Aggiorna il testo estratto da "In quei tempi" a "intorno al monumento." e riscrivilo mettendo "cavallo di bronzo" al posto di "colosso di bronzo".

*Testo estratto*
_____
Questa è la seconda delle 3 parti dell’articolo. Per leggere la prima parte cliccare qui.
di Francesco di Rauso
Conobbe forse Corrado ch’era questo un emblema di Napoli, sin dal tempo in cui reggevasi in forma di Repubblica, e per dimostrare ch’Egli avea domato un popolo che vantava libertà, ordinò che il Cavallo si fosse posto un freno coi tanto conosciuti versi: Hactenus effraenis, Domini nunc paret habenis. Rex domat hunc Aequus Parthenopensis Equum.
In quei tempi vi fu una leggenda popolare che segnò il destino del colosso di bronzo. I napoletani crederono che fosse stato fatto fondere da Virgilio sotto la costellazione del cavallo e gli attribuirono poteri magici in grado di guarire i cavalli ammali. Per questo motivo i cittadini furono soliti portare, come buon auspicio, i loro destrieri sul posto e farli girare per tre vole intorno al monumento.
A tal proposito desidererei lanciare una provocazione: il numerale III riferito all’anno terzo della nuova era napoleonica partenopea potrebbe avere una sorta di collegamento con questo antico rito popolare o è soltanto parte di una serie di coincidenze? È chiaro che tutto ciò non trova alcun riscontro nei documenti della zecca ma è senza dubbio un’interpretazione che avvolge le due medaglie in un velo di mistero e che conferma come in quel periodo (1806-1815) l’esoterismo fosse di moda a Napoli.
_____
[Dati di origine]
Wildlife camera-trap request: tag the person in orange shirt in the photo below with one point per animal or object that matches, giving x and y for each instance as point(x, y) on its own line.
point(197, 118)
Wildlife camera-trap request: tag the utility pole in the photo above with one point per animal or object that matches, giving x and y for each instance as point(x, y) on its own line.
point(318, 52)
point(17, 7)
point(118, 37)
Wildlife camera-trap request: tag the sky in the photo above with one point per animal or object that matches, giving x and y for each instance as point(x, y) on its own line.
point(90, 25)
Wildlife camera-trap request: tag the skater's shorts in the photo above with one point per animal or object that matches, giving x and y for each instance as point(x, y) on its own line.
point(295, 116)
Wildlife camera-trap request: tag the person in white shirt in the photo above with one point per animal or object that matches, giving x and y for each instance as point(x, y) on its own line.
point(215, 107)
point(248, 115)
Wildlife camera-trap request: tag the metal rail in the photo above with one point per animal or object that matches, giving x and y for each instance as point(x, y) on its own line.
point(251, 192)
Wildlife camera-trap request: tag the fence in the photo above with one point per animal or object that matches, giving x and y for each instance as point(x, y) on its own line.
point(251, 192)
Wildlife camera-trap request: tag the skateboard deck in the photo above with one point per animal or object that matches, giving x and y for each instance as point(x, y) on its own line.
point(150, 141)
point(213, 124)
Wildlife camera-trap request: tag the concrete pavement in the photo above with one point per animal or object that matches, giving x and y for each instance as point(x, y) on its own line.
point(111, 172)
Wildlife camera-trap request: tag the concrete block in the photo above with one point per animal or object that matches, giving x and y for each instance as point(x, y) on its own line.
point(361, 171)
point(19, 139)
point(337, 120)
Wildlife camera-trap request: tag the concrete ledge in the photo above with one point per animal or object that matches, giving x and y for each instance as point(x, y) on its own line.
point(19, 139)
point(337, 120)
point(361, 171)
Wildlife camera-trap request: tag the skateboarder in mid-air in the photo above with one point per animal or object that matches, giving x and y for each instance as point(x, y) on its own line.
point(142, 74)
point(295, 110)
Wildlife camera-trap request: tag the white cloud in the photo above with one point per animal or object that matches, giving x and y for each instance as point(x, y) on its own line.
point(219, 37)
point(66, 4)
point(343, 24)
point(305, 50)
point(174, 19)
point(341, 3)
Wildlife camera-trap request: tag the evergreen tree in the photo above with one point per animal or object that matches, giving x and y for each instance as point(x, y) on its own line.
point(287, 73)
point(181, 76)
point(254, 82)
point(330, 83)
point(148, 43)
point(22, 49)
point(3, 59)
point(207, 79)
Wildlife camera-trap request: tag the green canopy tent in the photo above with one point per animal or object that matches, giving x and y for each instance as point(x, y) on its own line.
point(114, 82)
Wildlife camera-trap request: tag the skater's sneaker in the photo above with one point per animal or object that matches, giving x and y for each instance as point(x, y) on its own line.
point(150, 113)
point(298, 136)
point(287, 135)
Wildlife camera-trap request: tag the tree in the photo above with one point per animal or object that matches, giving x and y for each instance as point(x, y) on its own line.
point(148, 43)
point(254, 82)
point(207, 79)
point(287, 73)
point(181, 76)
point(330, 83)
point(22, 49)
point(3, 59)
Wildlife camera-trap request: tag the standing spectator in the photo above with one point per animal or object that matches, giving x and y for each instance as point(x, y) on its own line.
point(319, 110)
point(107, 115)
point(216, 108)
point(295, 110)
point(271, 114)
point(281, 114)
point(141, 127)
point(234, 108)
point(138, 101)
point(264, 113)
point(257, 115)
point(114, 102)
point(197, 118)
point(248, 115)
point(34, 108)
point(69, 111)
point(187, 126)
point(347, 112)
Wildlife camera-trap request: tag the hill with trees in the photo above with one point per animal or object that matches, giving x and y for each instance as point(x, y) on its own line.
_____
*Soluzione svolta*
In quei tempi vi fu una leggenda popolare che segnò il destino del cavallo di bronzo. I napoletani crederono che fosse stato fatto fondere da Virgilio sotto la costellazione del cavallo e gli attribuirono poteri magici in grado di guarire i cavalli ammali. Per questo motivo i cittadini furono soliti portare, come buon auspicio, i loro destrieri sul posto e farli girare per tre vole intorno al monumento.